Text extract »
============

Add capability to provide custom seeds to GP #502

danthedaniel · 2017-06-21T19:34:16Z

What does this PR do?

Adds a seeds parameter to TPOTBase
Allows for users to export a list named seeds in their custom config

Where should the reviewer start?

Customizing TPOT's starting population in the "Using" section of the docs.

In this function in TPOTBase:

def _setup_pop(self, seeds, config_path):

How should this PR be tested?

There are tests added to the tpot_tests.py test file.

What are the relevant issues?

#59
#296

coveralls · 2017-06-21T19:41:21Z

Coverage increased (+0.6%) to 87.636% when pulling 4ebda55 on teaearlgraycold:custom_seeds into 7f2b6a7 on rhiever:development.

weixuanfu · 2017-06-22T01:45:46Z

tpot/base.py

+        seed_individuals = [creator.Individual.from_string(x, self._pset) for x in seeds]
+        self._pop = []
+
+        # Add the same set of seeds to the population until we have population_size seeds


With a little discussions with @rhiever earlier today, we think the seeds (maybe need better name for this parameter) should only specify a small part of initial population instead of the initial population that is full of duplicated pipelines in the seeds (If seeds is a small list, then the pipeline diversity of GP will be limited in the beginning). Other pipelines in initial population rather than pipelines in seeds should be randomly generated.

population_seeds should probably be the parameter name.

coveralls · 2017-06-24T04:29:08Z

Coverage increased (+0.5%) to 87.617% when pulling 424fa81 on teaearlgraycold:custom_seeds into 7f2b6a7 on rhiever:development.

coveralls · 2017-06-24T04:32:15Z

Coverage increased (+0.5%) to 87.617% when pulling 424fa81 on teaearlgraycold:custom_seeds into 7f2b6a7 on rhiever:development.

rhiever · 2017-06-24T14:44:55Z

docs/using/index.html

+<p>TPOT allows for the initial population of pipelines to be seeded. This can be done either through the <code>population_seeds</code> parameter in the TPOT constructor, or through a <code>population_seeds</code> attribute in a custom config file.</p>
+<pre><code class="Python">population_seeds = [
+    'BernoulliNB(GaussianNB(input_matrix), BernoulliNB__alpha=0.1, BernoulliNB__fit_prior=False)',
+    'BernoulliNB(input_matrix, BernoulliNB__alpha=0.01, BernoulliNB__fit_prior=True)'


How easy would it be to take actual sklearn pipelines as input instead of the string representations? I sense that users would find it easier to seed with sklearn pipelines rather than this (slightly) weird string representation we use.

Also, we should use better example clfs in the docs: Maybe a RandomForestClassifier and a LogisticRegression?

How easy would it be to take actual sklearn pipelines as input instead of the string representations?

We don't have any code to go from sklearn pipelines to deap pipelines, only the other direction. It would be non-trivial to write, but doable given Python's complete reflection of objects.

============

Rows from a box labeling dataset »
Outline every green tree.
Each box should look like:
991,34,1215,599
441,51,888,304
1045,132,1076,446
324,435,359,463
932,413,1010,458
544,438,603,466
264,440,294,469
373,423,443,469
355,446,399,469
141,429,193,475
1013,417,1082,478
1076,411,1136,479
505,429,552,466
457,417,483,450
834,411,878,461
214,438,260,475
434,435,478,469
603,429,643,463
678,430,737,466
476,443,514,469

============

Problem 1 » According to the pull request thread, which test file received the added tests?
Problem 2 » Put every line of the box labeling rows into a JSON list of strings, one string per line, leaving out blank lines.

Written reply 1 » tpot_tests.py

Written reply 2 »
[
  "Outline every green tree.",
  "Each box should look like:",
  "991,34,1215,599",
  "441,51,888,304",
  "1045,132,1076,446",
  "324,435,359,463",
  "932,413,1010,458",
  "544,438,603,466",
  "264,440,294,469",
  "373,423,443,469",
  "355,446,399,469",
  "141,429,193,475",
  "1013,417,1082,478",
  "1076,411,1136,479",
  "505,429,552,466",
  "457,417,483,450",
  "834,411,878,461",
  "214,438,260,475",
  "434,435,478,469",
  "603,429,643,463",
  "678,430,737,466",
  "476,443,514,469"
]